→ **Short task**
Scale the lines below, beginning at the line that has "the raven's eye" and stopping after the line that has "x=575, y=221". Reproduce every line in that span in full, multiplying each x and y coordinate value by 1.55 and rounding it to a whole number, with halves rounded up.
____________
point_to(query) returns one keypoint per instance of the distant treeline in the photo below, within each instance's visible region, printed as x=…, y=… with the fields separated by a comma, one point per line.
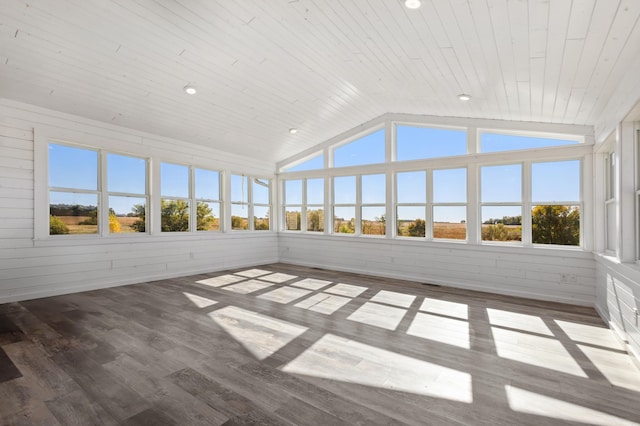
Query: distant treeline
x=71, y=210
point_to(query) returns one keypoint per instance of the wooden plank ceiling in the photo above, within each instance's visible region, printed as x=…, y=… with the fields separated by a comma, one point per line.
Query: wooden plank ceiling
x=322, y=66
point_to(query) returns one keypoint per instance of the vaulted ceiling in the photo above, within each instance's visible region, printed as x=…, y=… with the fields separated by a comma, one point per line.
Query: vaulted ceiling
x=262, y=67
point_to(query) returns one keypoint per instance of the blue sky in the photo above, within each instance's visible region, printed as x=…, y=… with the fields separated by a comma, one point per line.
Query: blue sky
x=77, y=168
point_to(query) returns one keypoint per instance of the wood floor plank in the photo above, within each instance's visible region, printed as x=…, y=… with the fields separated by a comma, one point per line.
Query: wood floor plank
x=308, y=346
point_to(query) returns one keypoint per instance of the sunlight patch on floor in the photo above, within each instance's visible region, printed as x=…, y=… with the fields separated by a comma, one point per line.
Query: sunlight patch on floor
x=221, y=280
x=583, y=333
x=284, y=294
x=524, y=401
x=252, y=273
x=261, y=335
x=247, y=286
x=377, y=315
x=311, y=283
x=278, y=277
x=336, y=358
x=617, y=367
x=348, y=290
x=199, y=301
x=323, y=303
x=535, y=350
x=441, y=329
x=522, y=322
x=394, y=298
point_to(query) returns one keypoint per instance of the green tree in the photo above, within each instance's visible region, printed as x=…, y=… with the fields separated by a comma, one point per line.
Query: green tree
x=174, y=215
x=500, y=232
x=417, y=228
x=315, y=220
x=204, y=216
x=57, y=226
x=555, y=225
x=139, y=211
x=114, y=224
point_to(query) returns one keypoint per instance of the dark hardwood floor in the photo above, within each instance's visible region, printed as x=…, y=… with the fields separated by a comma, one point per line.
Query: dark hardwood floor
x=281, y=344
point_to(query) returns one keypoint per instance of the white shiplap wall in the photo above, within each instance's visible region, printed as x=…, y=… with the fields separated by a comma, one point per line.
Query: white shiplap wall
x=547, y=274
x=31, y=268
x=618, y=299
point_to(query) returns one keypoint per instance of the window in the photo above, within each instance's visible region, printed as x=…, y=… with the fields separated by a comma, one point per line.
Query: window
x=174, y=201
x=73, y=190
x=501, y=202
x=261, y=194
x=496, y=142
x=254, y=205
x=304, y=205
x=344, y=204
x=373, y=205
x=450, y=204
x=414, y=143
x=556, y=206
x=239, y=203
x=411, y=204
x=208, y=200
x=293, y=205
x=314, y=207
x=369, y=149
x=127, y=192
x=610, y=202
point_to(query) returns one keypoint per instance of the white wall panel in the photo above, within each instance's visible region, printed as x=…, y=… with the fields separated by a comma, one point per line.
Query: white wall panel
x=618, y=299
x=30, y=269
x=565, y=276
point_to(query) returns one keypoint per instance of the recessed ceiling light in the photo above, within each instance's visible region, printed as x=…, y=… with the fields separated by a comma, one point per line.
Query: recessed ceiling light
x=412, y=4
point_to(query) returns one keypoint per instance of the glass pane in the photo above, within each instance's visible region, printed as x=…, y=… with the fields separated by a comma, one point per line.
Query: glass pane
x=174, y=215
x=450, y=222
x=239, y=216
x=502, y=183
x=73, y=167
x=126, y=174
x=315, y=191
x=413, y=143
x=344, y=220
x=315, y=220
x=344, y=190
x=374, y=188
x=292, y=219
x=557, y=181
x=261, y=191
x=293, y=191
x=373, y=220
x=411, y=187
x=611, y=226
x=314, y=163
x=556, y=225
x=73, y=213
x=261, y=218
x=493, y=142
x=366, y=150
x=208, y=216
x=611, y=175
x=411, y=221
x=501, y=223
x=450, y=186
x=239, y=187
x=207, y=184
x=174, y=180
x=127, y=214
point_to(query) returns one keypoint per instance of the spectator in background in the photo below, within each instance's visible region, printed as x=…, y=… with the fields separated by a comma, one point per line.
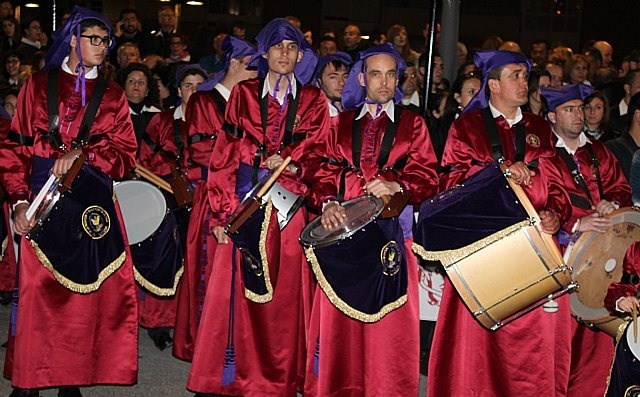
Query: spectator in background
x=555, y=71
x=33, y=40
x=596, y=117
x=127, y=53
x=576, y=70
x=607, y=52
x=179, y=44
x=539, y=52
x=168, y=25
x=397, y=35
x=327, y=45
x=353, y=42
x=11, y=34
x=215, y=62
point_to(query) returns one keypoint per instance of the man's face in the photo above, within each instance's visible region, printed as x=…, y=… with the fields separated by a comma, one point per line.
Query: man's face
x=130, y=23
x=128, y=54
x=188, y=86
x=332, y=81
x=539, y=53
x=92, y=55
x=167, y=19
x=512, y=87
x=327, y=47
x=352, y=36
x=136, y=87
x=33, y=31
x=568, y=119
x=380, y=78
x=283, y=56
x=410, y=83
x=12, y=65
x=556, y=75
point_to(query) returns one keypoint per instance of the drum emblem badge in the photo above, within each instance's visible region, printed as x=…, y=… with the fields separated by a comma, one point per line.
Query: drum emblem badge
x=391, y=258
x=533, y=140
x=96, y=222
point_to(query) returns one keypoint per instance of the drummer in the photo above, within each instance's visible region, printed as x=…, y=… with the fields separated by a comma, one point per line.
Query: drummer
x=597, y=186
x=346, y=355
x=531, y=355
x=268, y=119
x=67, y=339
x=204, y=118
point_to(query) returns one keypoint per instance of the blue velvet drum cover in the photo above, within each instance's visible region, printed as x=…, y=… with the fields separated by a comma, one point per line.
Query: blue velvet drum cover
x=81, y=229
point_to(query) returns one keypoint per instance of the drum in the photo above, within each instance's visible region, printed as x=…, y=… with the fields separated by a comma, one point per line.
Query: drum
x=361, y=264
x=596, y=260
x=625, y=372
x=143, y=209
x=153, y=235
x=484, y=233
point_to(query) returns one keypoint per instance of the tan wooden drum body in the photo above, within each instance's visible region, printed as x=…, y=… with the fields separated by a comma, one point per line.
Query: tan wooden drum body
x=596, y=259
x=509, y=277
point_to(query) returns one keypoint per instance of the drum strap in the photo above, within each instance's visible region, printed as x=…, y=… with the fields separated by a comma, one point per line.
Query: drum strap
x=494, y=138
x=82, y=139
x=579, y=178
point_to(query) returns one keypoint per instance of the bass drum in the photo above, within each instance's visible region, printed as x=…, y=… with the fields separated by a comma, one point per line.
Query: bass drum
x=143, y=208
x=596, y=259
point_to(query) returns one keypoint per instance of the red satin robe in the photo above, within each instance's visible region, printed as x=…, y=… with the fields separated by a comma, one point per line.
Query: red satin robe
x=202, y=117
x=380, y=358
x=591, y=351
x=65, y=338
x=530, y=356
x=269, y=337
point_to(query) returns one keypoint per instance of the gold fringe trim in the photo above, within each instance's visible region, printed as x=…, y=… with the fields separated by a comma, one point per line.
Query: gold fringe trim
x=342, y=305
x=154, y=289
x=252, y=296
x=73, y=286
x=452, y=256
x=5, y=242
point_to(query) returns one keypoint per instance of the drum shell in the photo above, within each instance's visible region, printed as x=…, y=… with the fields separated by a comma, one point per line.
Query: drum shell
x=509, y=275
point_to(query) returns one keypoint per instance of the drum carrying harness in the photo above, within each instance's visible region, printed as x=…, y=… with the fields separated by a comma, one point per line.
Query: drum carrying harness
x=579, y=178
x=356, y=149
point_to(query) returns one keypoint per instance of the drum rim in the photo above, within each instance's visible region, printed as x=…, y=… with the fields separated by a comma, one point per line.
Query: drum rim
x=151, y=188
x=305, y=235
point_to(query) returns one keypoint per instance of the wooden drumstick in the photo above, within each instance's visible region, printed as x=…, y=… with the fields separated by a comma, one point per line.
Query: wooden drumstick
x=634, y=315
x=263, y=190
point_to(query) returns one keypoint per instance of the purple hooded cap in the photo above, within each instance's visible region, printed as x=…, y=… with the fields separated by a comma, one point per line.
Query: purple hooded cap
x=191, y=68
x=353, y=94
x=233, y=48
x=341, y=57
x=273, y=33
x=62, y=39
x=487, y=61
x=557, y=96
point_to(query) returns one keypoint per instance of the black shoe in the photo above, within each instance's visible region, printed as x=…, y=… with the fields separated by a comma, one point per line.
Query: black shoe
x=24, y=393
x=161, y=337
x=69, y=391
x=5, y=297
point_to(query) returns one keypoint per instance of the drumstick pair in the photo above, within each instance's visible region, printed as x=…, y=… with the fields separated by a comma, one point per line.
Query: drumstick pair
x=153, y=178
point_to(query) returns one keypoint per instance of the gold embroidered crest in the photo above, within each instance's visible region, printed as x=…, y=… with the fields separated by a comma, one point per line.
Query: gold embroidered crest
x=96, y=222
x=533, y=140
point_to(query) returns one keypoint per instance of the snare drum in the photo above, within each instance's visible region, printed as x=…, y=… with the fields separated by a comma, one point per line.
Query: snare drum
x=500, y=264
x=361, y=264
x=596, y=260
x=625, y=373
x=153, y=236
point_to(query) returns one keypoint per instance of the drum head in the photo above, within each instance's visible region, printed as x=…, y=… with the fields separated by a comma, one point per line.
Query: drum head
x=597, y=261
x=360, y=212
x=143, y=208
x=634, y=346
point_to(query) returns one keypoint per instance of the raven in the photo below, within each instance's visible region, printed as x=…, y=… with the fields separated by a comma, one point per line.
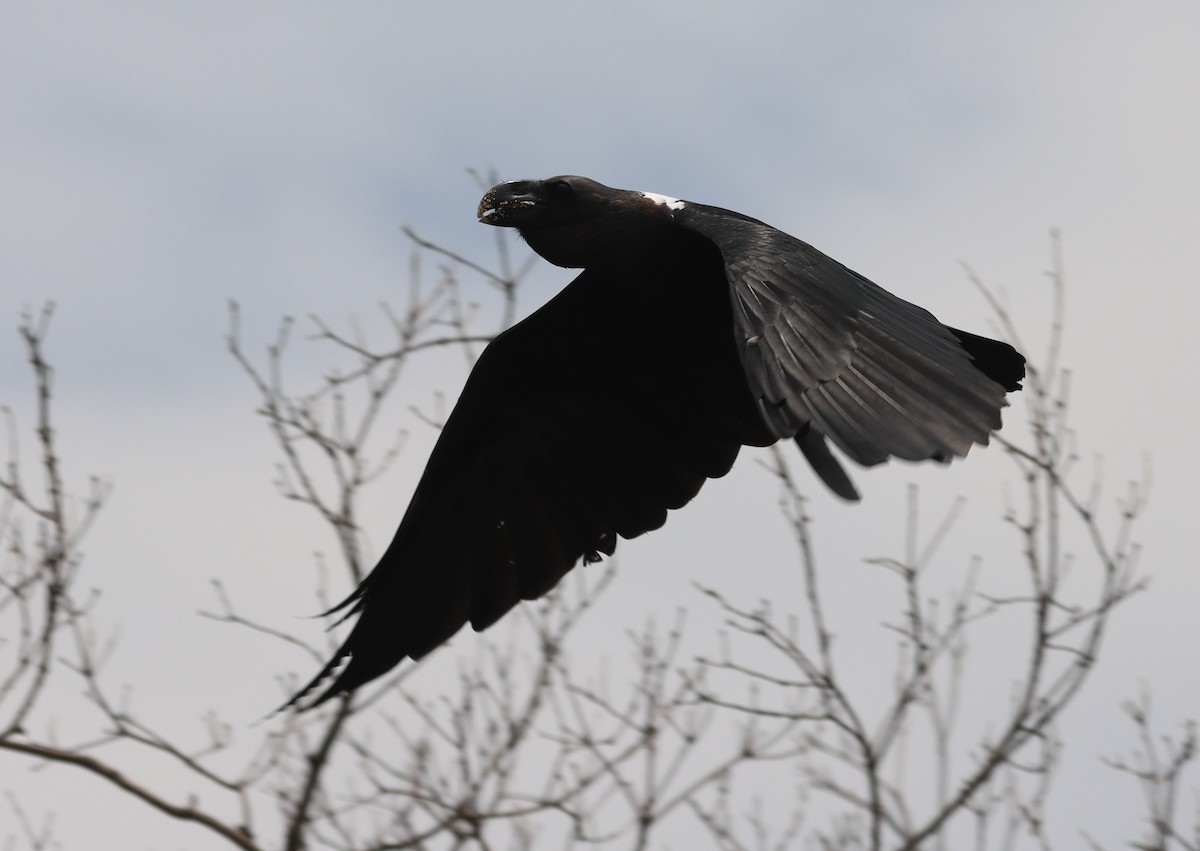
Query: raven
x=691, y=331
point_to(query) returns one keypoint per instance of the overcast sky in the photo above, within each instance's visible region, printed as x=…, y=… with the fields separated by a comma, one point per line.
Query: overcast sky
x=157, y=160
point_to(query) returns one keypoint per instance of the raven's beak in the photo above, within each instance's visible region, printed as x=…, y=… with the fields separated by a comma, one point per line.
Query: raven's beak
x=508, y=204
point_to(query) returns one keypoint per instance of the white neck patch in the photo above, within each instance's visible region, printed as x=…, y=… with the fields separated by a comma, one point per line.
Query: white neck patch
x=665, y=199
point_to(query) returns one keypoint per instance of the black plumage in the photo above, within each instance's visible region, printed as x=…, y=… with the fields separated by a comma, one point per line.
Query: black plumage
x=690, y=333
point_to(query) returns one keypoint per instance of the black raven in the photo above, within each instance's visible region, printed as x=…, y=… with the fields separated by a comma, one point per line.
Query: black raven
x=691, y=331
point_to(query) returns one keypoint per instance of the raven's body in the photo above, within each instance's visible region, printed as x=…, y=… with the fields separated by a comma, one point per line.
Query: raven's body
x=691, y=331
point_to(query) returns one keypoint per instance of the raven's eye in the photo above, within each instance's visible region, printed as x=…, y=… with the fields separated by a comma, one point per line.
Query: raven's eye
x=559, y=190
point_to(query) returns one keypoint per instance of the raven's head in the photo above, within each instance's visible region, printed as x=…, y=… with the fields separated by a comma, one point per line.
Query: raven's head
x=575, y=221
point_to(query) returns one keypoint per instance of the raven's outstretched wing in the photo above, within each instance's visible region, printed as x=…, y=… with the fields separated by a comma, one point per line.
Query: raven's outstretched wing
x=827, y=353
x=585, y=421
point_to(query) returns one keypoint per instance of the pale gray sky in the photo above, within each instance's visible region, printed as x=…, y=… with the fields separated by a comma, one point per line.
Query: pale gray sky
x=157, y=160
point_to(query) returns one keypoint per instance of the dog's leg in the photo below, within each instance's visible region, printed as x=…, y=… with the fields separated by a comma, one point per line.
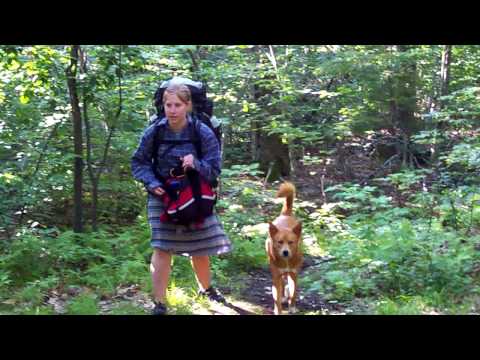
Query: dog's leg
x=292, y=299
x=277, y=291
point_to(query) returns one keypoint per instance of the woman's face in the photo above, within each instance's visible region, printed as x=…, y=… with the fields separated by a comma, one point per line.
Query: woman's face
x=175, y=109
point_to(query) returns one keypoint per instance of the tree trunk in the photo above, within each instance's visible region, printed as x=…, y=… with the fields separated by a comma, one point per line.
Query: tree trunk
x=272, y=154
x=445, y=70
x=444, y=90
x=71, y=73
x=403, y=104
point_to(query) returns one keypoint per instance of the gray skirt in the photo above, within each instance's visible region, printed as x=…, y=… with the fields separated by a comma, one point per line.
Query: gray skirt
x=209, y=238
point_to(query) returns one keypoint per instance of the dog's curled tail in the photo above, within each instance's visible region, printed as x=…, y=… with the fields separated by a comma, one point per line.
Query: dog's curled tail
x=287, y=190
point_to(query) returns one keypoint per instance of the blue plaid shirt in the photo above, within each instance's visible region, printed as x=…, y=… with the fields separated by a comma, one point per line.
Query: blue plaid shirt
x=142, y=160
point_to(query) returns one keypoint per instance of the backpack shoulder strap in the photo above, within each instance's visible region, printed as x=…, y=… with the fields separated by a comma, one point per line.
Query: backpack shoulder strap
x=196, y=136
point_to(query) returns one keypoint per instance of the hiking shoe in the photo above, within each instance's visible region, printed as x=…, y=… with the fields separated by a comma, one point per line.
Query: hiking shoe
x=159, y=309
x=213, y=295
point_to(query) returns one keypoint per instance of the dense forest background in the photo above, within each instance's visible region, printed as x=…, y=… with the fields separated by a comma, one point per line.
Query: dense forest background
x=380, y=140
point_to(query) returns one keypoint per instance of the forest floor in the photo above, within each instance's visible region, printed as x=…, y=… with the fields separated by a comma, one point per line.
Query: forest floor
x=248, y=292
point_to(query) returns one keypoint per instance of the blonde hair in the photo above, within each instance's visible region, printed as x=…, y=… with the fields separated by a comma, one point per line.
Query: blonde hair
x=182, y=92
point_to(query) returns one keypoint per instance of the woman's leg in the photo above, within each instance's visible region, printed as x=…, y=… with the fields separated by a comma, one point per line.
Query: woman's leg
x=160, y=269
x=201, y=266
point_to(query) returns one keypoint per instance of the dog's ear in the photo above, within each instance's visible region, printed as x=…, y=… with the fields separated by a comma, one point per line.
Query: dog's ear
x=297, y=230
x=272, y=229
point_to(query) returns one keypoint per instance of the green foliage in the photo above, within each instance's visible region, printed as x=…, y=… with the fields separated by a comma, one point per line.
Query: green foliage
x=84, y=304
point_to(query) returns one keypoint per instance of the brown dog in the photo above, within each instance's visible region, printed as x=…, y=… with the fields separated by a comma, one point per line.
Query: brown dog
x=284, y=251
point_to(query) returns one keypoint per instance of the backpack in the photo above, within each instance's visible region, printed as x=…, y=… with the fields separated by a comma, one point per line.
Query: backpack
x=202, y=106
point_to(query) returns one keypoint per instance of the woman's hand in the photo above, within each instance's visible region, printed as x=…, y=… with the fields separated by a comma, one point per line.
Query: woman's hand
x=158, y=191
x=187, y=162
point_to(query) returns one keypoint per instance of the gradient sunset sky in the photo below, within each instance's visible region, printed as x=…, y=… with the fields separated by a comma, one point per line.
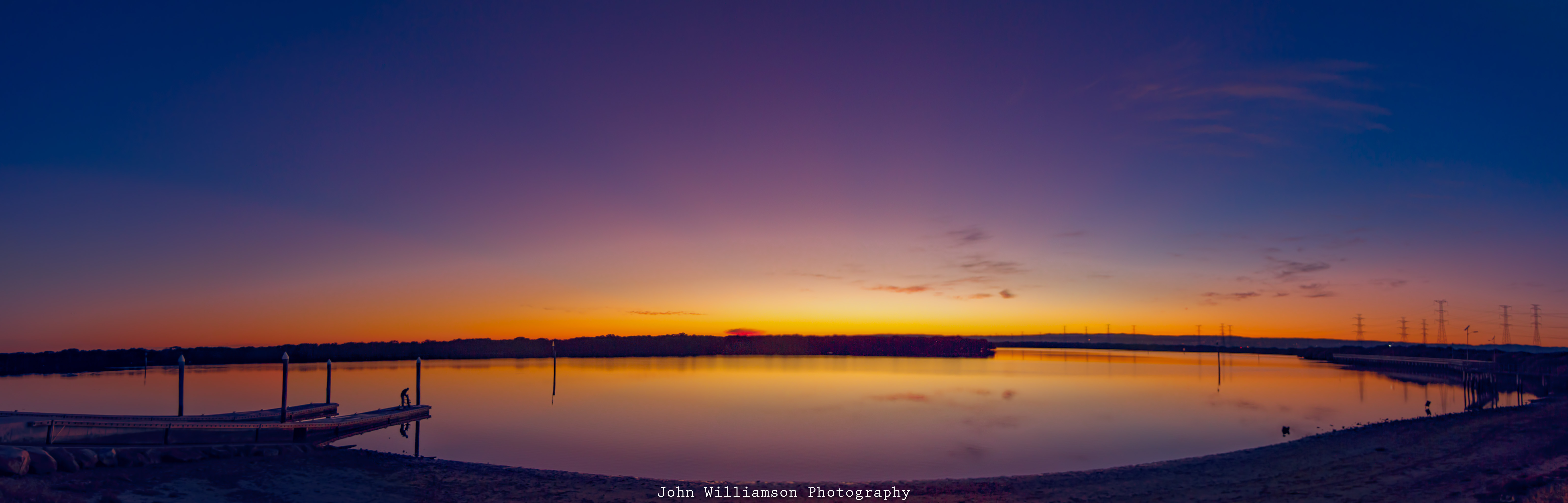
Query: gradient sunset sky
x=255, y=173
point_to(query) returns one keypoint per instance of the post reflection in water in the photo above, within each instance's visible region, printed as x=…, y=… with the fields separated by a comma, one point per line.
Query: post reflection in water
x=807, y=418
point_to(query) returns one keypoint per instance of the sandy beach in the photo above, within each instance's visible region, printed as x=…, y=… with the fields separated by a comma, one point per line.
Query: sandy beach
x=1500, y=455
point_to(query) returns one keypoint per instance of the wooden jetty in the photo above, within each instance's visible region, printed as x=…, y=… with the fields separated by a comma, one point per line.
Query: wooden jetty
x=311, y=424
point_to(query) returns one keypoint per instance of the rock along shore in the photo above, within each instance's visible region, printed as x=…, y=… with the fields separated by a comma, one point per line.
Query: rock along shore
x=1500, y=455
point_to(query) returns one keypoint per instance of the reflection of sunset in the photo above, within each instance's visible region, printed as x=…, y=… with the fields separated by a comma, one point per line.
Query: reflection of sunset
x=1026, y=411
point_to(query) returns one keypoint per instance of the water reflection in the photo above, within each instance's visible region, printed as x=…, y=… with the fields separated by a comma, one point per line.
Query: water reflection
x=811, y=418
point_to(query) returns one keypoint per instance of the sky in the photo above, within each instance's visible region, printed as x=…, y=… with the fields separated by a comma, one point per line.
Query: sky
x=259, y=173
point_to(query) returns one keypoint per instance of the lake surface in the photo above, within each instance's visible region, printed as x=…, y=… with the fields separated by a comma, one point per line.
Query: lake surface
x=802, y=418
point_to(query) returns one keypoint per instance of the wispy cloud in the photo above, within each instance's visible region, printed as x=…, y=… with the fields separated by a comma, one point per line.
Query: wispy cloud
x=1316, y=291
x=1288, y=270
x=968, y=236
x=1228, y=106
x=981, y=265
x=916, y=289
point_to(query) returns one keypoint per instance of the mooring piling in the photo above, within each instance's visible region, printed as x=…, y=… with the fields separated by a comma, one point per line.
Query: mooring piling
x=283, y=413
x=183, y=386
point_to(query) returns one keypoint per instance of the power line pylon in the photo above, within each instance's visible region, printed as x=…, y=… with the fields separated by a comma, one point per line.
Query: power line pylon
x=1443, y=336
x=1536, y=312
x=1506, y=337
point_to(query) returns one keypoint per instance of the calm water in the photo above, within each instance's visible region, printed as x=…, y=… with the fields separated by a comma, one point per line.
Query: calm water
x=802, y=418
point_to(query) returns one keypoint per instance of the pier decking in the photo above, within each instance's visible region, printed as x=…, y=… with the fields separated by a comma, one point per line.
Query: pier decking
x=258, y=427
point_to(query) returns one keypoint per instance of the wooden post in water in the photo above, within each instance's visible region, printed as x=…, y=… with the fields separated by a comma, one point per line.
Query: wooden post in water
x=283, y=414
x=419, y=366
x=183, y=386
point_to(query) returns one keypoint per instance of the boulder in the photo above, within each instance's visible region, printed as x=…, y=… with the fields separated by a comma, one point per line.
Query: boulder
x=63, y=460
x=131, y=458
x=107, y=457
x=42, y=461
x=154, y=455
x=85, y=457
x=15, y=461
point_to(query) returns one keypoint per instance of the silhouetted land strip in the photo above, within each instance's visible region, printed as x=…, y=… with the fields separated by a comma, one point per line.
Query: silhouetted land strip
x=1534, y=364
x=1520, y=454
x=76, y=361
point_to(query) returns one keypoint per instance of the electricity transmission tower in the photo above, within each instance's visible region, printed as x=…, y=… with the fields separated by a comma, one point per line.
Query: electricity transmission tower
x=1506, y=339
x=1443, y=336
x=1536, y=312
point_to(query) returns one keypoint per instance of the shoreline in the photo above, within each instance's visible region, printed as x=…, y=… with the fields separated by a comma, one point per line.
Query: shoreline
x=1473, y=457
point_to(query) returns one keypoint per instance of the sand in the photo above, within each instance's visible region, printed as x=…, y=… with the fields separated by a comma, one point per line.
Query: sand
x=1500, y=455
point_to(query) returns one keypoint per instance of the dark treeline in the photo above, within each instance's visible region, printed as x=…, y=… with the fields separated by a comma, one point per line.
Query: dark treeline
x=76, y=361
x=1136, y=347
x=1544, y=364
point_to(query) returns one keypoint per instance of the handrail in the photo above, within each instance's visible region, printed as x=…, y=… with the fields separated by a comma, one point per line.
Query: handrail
____________
→ **Result for this exercise**
point_to(query) returns one keypoint per instance of the raven's eye in the photo above, within each instance's visible region, printed as x=…, y=… with the fields separated by a comma, one point per line.
Query: raven's eye
x=866, y=295
point_to(query) returns one keypoint per instance of the raven's head in the photo above, within each instance's visible region, printed as x=…, y=… with the fields separated by a comma, one point per line.
Query: raven's head
x=891, y=343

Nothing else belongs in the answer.